#### Available data

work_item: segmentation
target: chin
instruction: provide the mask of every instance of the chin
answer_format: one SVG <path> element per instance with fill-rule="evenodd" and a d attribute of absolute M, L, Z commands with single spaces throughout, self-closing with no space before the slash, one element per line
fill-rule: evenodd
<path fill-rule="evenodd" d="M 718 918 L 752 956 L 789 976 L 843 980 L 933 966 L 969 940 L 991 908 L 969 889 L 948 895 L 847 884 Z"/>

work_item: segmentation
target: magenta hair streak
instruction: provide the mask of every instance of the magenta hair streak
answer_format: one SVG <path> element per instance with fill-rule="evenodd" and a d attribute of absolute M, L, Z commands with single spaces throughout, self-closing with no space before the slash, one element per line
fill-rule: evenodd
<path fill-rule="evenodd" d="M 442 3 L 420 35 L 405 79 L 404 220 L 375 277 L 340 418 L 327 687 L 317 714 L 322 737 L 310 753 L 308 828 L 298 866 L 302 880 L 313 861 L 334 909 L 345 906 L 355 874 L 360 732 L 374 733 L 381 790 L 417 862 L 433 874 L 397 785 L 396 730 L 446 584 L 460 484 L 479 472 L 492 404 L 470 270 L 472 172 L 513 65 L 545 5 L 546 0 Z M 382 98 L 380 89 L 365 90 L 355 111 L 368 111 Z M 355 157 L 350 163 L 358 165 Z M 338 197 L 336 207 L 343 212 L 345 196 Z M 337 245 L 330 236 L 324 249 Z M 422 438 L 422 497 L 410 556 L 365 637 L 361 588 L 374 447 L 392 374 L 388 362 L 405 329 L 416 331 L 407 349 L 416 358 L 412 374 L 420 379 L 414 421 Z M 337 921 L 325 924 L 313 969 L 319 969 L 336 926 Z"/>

########

* **What to produce**: Copy out each line in the listing that has the word "streak".

* **Answer**:
target: magenta hair streak
instruction: provide the mask of every instance of the magenta hair streak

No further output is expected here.